▶ _Aim_: Retype the lines below without changes, beginning with the line containing "Indicate the chair backrest" and continuing through the line containing "[(101, 42)]". Leave the pictures out of your answer.

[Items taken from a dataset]

>> start

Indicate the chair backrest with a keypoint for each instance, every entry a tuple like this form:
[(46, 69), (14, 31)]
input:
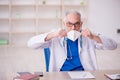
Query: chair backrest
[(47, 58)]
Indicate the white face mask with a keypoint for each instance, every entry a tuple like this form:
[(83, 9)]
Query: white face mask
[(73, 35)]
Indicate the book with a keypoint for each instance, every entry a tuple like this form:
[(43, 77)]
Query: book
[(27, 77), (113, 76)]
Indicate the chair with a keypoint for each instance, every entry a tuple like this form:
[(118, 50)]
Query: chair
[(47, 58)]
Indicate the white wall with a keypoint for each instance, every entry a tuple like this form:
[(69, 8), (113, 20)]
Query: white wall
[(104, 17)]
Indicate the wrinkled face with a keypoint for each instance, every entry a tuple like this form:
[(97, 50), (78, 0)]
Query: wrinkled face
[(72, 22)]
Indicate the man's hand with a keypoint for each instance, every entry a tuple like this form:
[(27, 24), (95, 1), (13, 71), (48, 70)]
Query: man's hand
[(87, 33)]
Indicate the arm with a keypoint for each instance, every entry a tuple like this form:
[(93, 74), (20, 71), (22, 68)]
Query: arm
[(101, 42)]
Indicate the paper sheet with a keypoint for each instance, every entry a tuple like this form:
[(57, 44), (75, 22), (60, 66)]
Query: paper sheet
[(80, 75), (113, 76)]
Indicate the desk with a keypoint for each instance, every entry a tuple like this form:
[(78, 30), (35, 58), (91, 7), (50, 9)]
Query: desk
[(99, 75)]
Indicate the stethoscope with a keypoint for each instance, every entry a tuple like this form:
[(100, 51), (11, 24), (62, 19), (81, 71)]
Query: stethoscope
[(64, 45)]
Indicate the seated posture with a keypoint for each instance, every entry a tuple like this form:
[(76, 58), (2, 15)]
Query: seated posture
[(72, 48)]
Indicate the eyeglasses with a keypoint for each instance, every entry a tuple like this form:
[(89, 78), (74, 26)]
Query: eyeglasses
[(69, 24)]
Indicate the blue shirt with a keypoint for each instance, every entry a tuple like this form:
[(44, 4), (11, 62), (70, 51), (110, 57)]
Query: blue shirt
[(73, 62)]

>> end
>> start

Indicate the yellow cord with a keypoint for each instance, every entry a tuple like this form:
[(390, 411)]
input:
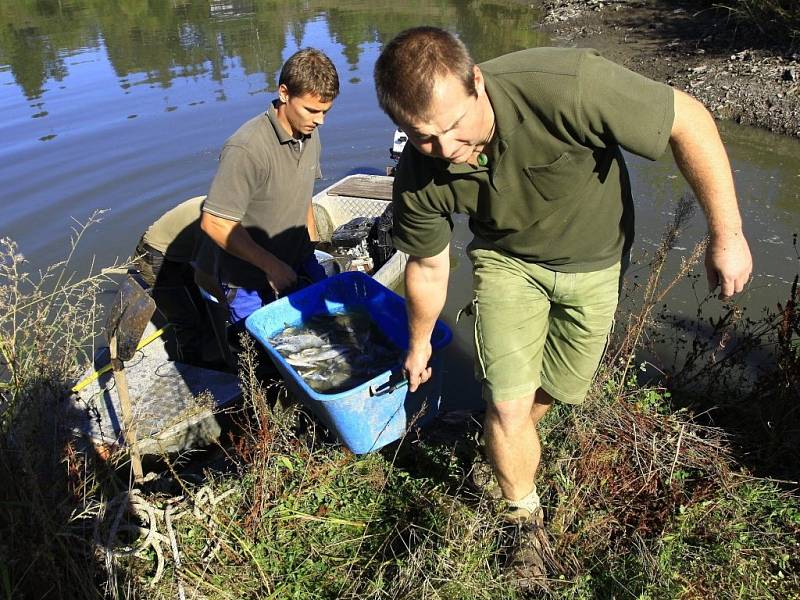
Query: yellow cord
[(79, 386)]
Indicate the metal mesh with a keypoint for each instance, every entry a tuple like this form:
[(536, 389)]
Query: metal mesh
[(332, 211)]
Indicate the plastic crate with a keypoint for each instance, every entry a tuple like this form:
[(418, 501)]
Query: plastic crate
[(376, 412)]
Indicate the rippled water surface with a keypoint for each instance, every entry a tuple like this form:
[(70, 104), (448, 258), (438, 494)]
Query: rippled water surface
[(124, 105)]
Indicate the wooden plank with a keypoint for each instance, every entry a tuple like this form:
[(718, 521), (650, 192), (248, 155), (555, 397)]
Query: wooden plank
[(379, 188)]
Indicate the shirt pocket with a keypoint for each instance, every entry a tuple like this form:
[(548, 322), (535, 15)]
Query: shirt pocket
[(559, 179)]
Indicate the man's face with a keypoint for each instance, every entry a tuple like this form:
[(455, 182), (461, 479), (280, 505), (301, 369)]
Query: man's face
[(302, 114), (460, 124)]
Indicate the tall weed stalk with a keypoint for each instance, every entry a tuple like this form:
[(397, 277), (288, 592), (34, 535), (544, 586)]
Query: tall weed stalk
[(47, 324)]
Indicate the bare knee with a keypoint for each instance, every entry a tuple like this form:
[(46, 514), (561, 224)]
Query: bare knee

>> end

▶ _Response_:
Indicate the chair backrest with a keypoint for each instance, every entry a tuple like this form:
[(46, 69), (14, 31)]
input:
Query: chair backrest
[(47, 58)]
Indicate the white face mask with a keypoint for each instance, every entry a tuple like this form:
[(83, 9)]
Query: white face mask
[(73, 35)]
Indicate the book with a keypoint for each instance, every entry a tuple like this form:
[(43, 77)]
Query: book
[(27, 77), (113, 76)]
Indicate the chair with a keypoint for each instance, every entry a tuple like this form:
[(118, 50)]
Query: chair
[(47, 58)]
Indicate the white wall with a keypoint for each instance, every entry a tuple like this form:
[(69, 8), (113, 20)]
Query: white wall
[(104, 17)]
Indicate the wrinkled face with a keypoint for each instance, every entry a tuple like this form:
[(97, 50), (78, 0)]
Query: wrinkled face
[(72, 22)]
Indicate the man's hand with a keypoint for each instance, every entry a tuple like this form:
[(27, 24), (95, 1), (13, 71), (48, 70)]
Query: man's hand
[(87, 33)]
Indicate the arm with a keypoint for each instance, every entry a tuple like this form:
[(93, 74), (20, 71), (22, 68)]
Query: arm
[(101, 42)]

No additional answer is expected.